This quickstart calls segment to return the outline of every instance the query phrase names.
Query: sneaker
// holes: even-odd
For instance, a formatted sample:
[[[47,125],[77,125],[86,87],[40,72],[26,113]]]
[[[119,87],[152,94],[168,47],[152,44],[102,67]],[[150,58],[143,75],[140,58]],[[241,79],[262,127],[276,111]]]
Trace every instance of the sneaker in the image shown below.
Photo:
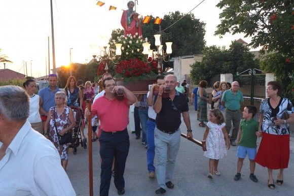
[[[155,173],[152,171],[149,172],[149,178],[153,179],[155,177]]]
[[[253,174],[250,174],[249,178],[254,182],[258,182],[259,181],[259,180],[256,178],[256,176]]]
[[[237,173],[234,177],[234,180],[236,181],[239,180],[240,178],[241,178],[241,174],[239,173]]]
[[[125,189],[124,188],[118,188],[118,194],[120,195],[125,194]]]
[[[165,190],[164,188],[162,188],[161,187],[159,188],[155,191],[155,193],[157,194],[162,194],[164,193],[165,192],[166,192],[166,190]]]
[[[173,184],[171,181],[166,182],[165,183],[165,185],[166,185],[166,187],[168,187],[168,188],[173,188],[174,187]]]

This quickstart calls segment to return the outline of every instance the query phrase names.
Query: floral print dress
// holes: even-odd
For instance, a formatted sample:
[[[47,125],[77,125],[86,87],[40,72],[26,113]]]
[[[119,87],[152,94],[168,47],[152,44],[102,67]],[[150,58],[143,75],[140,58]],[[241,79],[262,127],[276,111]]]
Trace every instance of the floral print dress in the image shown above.
[[[56,134],[54,122],[56,122],[56,127],[58,133],[63,129],[67,127],[70,124],[69,121],[69,110],[70,108],[67,106],[64,107],[63,112],[59,115],[56,111],[56,107],[52,107],[50,108],[51,118],[49,122],[50,137],[50,139],[57,149],[61,161],[68,159],[68,148],[70,143],[63,145],[59,145],[58,137]]]
[[[209,132],[206,138],[207,151],[204,152],[204,156],[213,159],[219,159],[227,155],[227,147],[225,142],[225,137],[222,129],[226,125],[207,122]]]

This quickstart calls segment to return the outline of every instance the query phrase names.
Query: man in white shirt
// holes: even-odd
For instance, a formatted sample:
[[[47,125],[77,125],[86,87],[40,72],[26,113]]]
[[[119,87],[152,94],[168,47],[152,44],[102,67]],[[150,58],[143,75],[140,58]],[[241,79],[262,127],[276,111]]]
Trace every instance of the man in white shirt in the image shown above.
[[[0,87],[0,195],[76,195],[52,142],[27,120],[29,97]]]
[[[156,113],[153,109],[154,94],[158,93],[154,90],[156,86],[164,84],[164,76],[158,76],[156,78],[156,84],[153,84],[150,88],[150,91],[147,93],[147,103],[149,106],[148,109],[148,119],[146,128],[147,138],[147,168],[149,172],[149,178],[153,179],[155,177],[155,167],[154,167],[154,156],[155,156],[155,145],[154,144],[154,129],[156,126],[155,119]]]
+===+
- [What you are asked to do]: Make an exact copy of the whole listing, but don't bring over any pictures.

- [Correct result]:
This quickstart calls segment to return the outline of every instance the query phrase names.
Query: sneaker
// holes: even-odd
For instance, a formatted sample:
[[[47,125],[77,125],[86,87],[40,72],[26,113]]]
[[[119,87],[152,94],[168,47],[152,44],[102,67]],[[150,58],[143,75],[140,58]],[[241,79],[262,127],[276,111]]]
Trace every instance of the sneaker in the image shown below.
Photo:
[[[155,173],[152,171],[149,172],[149,178],[153,179],[155,177]]]
[[[253,174],[250,174],[249,178],[254,182],[258,182],[259,181],[259,180],[256,178],[256,176]]]
[[[237,173],[234,177],[234,180],[236,181],[239,180],[240,178],[241,178],[241,174],[239,173]]]
[[[125,189],[124,188],[118,188],[118,194],[120,195],[125,194]]]
[[[165,190],[164,188],[162,188],[161,187],[159,188],[155,191],[155,193],[157,194],[162,194],[164,193],[165,192],[166,192],[166,190]]]
[[[173,184],[171,181],[166,182],[165,183],[165,185],[166,185],[166,187],[168,187],[168,188],[173,188],[174,187]]]

This quickstart calls segment to return the outline of every instance the query phrase names.
Query: floral print dress
// holes: even-odd
For instance, a formatted sample:
[[[47,125],[77,125],[86,87],[40,72],[26,113]]]
[[[119,87],[152,94],[168,47],[152,44],[102,67]],[[150,58],[143,75],[140,58]],[[241,79],[262,127],[276,111]]]
Trace every instance of the floral print dress in the image shown above.
[[[56,134],[54,122],[56,122],[56,127],[58,133],[63,129],[67,127],[70,124],[69,121],[69,110],[70,108],[67,106],[64,107],[63,112],[59,115],[56,111],[56,107],[52,107],[50,108],[51,118],[49,122],[50,137],[50,139],[57,149],[61,161],[68,159],[68,148],[70,143],[63,145],[59,145],[58,137]]]
[[[209,132],[206,138],[207,151],[204,152],[204,156],[213,159],[219,159],[227,155],[227,147],[225,142],[225,137],[222,129],[226,125],[207,122]]]

This quickstart calls segment to return the outline of every instance the query phrase names.
Query: man in white shirt
// holes: even-odd
For instance, a formatted sample:
[[[47,125],[77,125],[86,87],[40,72],[26,113]]]
[[[119,87],[152,94],[168,47],[152,44],[102,67]],[[150,58],[143,75],[140,58]],[[241,79],[262,127],[276,111]]]
Trace every instance of the man in white shirt in the image shown above.
[[[0,87],[0,195],[76,195],[52,142],[27,120],[29,97]]]
[[[156,113],[153,109],[154,94],[158,93],[154,90],[156,86],[164,84],[164,76],[158,76],[156,78],[156,84],[153,84],[150,88],[150,91],[147,93],[147,103],[149,106],[148,109],[148,119],[146,128],[147,138],[147,168],[149,172],[149,178],[153,179],[155,177],[155,167],[154,167],[154,156],[155,156],[155,145],[154,144],[154,129],[156,126],[155,119]]]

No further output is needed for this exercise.